■ **Written request**
Find every line in the data that contains the string "track" and copy each of those lines in full. Match case exactly.

>> START Records supplied

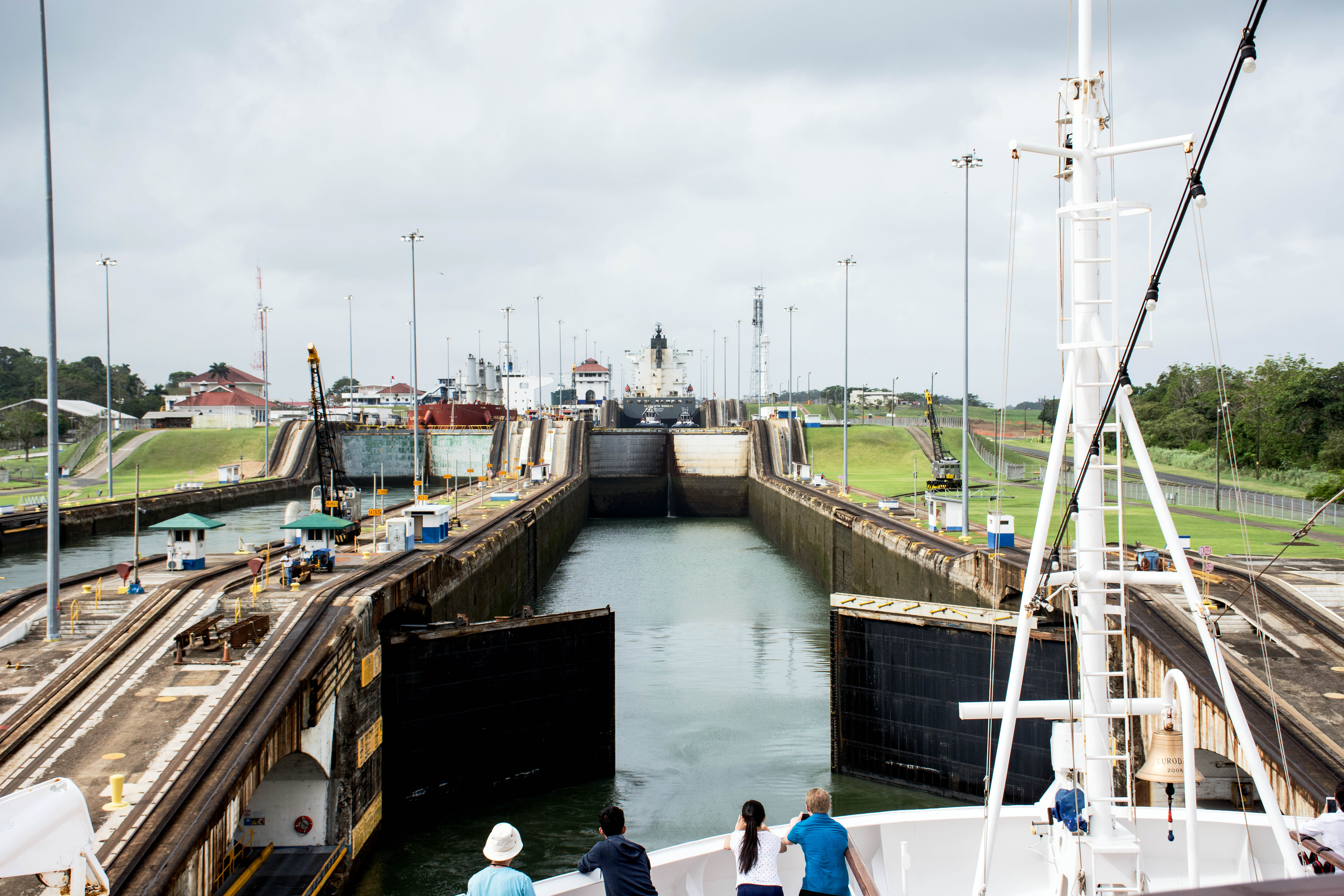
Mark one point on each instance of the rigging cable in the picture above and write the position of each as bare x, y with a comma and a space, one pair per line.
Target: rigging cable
1194, 189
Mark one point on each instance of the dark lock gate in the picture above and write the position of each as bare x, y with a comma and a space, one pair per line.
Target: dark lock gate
499, 709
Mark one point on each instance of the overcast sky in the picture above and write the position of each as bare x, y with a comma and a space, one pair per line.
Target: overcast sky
636, 162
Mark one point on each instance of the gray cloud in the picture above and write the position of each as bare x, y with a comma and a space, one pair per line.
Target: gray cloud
636, 162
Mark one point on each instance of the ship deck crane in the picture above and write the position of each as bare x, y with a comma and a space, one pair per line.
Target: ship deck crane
343, 502
947, 469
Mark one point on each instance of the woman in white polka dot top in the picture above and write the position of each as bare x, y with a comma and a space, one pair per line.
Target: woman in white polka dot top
757, 851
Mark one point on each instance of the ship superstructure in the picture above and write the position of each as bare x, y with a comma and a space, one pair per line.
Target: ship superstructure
661, 385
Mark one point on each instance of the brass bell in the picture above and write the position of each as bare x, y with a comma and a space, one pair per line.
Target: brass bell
1166, 762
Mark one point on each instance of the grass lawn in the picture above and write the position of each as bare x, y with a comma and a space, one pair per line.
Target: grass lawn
187, 456
882, 459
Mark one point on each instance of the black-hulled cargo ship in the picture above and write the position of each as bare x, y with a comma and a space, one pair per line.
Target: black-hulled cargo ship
661, 388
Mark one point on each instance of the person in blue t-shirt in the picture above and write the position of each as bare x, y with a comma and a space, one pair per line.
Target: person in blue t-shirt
499, 879
825, 842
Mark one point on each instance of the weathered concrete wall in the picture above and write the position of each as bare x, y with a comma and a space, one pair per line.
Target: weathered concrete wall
497, 575
632, 476
372, 453
854, 555
118, 516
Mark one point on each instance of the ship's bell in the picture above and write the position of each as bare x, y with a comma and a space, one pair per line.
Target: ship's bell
1166, 762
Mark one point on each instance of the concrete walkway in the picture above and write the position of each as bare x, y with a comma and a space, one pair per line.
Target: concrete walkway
99, 464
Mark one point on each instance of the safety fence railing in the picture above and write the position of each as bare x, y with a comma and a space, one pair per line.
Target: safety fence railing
990, 456
1276, 507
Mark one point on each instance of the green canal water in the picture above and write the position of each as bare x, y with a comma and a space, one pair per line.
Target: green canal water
722, 695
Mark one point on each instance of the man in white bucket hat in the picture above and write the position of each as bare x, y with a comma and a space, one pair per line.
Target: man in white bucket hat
499, 879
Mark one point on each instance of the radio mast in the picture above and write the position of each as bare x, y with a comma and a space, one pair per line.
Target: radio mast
757, 342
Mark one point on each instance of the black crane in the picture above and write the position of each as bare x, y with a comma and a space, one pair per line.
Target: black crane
329, 469
947, 469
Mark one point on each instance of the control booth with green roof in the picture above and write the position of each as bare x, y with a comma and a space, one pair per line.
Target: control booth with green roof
318, 536
187, 541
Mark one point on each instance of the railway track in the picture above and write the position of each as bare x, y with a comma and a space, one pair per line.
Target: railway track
108, 648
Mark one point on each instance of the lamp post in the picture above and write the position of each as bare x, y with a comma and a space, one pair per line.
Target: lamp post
107, 296
845, 424
509, 357
966, 163
791, 310
538, 354
725, 367
740, 370
415, 237
53, 392
350, 310
264, 311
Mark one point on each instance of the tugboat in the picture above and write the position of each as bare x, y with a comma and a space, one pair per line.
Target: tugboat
651, 420
661, 382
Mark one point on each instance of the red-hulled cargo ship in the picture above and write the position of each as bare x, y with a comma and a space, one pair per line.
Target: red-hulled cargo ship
462, 414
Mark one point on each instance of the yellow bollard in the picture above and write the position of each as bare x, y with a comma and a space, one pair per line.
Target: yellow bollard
118, 785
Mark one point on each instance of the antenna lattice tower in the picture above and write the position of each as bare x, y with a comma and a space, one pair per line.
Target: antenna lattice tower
759, 389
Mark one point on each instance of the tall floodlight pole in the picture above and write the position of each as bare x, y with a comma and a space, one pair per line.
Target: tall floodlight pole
53, 412
350, 312
845, 424
759, 388
966, 163
263, 311
791, 310
538, 354
415, 237
107, 297
509, 355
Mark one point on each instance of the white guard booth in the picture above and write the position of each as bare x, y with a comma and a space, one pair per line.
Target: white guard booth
187, 541
944, 511
397, 535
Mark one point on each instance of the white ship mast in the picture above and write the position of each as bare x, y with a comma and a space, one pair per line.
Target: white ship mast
1092, 338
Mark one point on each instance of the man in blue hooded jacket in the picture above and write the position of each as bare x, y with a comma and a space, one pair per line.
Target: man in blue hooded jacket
624, 866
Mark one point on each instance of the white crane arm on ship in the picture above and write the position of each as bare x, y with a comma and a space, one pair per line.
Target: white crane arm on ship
46, 831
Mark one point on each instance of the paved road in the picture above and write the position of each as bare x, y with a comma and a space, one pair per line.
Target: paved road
99, 465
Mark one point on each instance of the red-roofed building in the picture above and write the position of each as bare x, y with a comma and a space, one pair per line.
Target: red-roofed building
592, 381
374, 394
236, 378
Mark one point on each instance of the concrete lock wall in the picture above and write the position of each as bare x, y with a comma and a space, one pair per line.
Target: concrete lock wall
381, 453
710, 473
628, 473
662, 472
894, 691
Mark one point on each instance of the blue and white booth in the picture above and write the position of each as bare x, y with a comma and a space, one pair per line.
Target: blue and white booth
431, 522
1001, 530
187, 541
318, 538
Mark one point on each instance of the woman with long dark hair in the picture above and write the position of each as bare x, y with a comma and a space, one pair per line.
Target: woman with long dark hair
757, 850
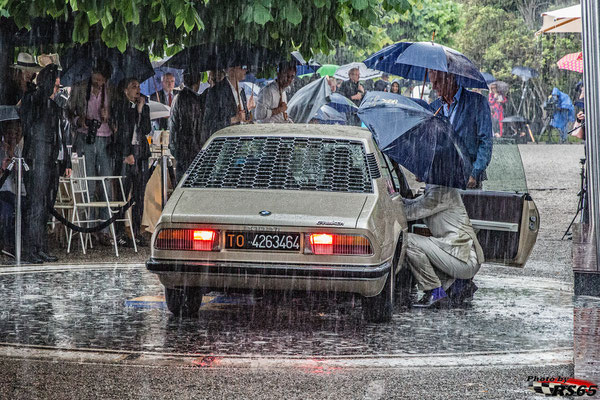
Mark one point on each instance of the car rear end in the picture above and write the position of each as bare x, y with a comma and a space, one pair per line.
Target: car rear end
274, 212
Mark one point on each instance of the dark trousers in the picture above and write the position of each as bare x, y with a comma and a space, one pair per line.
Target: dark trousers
135, 183
41, 183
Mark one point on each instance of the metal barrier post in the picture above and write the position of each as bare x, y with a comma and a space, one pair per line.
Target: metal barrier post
164, 165
20, 164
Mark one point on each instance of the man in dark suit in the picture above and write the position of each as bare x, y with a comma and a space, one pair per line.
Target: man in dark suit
185, 124
133, 125
166, 96
226, 102
40, 117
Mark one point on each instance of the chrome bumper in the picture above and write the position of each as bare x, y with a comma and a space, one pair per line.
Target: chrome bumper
364, 280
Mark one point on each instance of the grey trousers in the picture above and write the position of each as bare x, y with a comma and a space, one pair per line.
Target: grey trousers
432, 267
98, 162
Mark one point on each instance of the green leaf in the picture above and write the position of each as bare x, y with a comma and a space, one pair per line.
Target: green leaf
93, 18
179, 20
261, 14
292, 13
81, 28
136, 15
360, 4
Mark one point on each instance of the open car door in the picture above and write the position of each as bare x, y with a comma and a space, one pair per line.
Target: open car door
503, 214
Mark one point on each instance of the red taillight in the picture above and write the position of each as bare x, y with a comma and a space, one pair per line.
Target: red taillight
326, 243
187, 239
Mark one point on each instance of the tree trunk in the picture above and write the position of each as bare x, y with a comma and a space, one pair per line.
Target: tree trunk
7, 49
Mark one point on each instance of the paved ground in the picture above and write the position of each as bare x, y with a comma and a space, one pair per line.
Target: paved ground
519, 326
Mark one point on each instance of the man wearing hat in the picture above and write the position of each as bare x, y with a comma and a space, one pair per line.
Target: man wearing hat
226, 102
23, 74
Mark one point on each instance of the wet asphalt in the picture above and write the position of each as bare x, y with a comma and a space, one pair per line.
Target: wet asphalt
106, 309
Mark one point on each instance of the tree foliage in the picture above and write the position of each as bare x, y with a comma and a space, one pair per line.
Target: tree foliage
310, 25
500, 35
416, 23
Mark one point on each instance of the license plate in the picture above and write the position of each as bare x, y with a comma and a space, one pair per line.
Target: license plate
262, 241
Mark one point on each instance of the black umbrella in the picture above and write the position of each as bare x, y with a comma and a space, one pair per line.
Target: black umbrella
77, 63
414, 136
211, 56
307, 101
525, 73
8, 113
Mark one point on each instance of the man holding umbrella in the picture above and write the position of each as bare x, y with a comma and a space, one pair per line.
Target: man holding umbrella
185, 123
226, 102
354, 91
469, 114
272, 100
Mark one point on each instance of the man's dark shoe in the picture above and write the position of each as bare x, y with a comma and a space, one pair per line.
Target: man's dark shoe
141, 241
104, 239
436, 298
31, 258
45, 257
9, 251
462, 291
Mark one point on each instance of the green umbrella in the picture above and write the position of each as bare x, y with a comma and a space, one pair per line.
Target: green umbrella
327, 69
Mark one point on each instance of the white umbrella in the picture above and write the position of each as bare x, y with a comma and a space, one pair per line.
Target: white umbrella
158, 110
564, 20
365, 73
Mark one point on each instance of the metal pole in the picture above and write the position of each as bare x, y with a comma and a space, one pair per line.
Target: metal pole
18, 211
590, 12
164, 164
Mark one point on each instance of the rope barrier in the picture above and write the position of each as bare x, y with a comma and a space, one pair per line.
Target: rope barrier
4, 176
104, 224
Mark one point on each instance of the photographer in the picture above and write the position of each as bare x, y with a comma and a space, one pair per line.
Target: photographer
132, 116
89, 107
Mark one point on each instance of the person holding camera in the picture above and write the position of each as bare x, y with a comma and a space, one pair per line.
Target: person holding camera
42, 148
89, 108
132, 116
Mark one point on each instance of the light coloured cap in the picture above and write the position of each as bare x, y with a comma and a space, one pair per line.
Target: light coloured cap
27, 62
47, 59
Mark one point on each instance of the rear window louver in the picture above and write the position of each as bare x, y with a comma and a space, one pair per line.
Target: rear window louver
373, 166
288, 163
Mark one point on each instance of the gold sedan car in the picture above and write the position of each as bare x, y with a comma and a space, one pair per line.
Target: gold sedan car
286, 207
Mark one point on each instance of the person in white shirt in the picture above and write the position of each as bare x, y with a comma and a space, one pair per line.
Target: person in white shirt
444, 263
272, 100
226, 102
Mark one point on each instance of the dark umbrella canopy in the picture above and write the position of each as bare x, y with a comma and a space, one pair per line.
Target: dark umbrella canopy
342, 103
414, 137
8, 113
211, 56
77, 63
330, 116
412, 59
489, 78
307, 101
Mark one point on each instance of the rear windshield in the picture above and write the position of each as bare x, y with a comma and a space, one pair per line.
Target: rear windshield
290, 163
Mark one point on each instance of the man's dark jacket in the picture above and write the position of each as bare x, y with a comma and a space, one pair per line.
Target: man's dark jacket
221, 107
126, 119
163, 123
185, 125
349, 89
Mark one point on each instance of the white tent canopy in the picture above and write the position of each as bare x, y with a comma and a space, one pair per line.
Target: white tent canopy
365, 73
564, 20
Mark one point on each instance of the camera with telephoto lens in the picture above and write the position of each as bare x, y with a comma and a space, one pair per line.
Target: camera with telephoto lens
93, 125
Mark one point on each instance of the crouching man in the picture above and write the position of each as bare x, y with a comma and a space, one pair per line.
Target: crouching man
443, 264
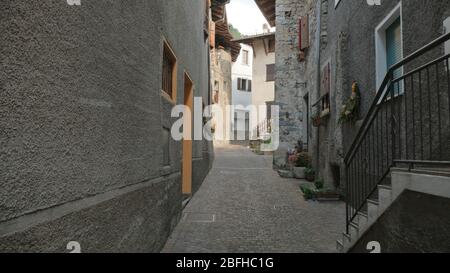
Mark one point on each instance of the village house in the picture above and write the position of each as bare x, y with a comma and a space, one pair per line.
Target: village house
86, 151
336, 77
242, 85
224, 52
263, 79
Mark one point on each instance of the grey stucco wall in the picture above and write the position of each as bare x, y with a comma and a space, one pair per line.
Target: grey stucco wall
82, 115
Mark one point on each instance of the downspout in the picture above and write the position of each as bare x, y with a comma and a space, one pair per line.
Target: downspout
317, 60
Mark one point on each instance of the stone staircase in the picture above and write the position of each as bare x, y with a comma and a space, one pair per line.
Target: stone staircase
430, 181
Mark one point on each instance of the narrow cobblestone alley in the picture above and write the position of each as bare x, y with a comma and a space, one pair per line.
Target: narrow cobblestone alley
244, 206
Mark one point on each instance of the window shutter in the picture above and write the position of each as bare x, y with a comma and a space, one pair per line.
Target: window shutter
270, 72
304, 32
326, 79
212, 34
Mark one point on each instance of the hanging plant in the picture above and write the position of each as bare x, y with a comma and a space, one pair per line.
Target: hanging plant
350, 110
317, 119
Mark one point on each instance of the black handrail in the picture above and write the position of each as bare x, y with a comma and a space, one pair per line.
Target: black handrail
382, 142
382, 91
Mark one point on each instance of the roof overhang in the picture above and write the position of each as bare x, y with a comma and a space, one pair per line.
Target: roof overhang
223, 35
249, 40
267, 8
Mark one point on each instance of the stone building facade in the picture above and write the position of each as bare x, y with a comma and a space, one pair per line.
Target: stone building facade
86, 153
343, 41
223, 52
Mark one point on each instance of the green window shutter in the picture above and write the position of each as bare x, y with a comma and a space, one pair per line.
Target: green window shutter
394, 46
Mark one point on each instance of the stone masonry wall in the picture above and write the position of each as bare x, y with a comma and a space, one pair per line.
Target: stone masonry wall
82, 118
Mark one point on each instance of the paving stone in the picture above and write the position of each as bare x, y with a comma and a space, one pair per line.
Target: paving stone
255, 211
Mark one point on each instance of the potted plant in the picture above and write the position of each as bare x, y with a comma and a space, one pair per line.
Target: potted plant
310, 174
350, 110
301, 163
317, 120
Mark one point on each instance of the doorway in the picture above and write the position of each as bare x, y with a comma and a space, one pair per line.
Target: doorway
187, 136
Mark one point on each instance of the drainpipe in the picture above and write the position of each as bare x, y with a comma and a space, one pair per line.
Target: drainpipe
317, 60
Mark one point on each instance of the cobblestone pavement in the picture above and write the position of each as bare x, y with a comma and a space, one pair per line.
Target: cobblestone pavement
244, 206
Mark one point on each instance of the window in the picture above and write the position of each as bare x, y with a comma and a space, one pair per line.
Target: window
244, 85
271, 45
325, 103
270, 72
303, 39
169, 72
166, 146
206, 19
245, 57
388, 43
336, 3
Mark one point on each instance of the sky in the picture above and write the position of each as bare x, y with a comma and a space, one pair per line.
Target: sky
245, 16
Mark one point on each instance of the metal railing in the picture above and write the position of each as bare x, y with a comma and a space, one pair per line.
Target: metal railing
407, 123
263, 128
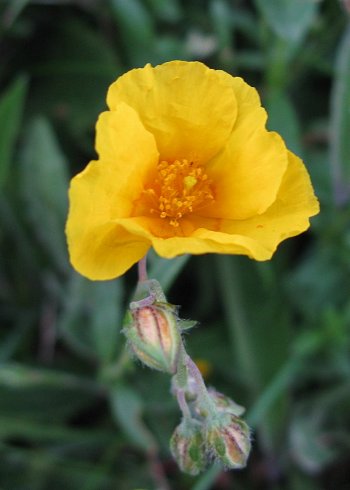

>> END Records supplied

■ **Completed task**
Mark one point on each instance of the railway track in the picture above and write the position of each as bare x, y with a comma and a space, one pair per line.
Target: railway track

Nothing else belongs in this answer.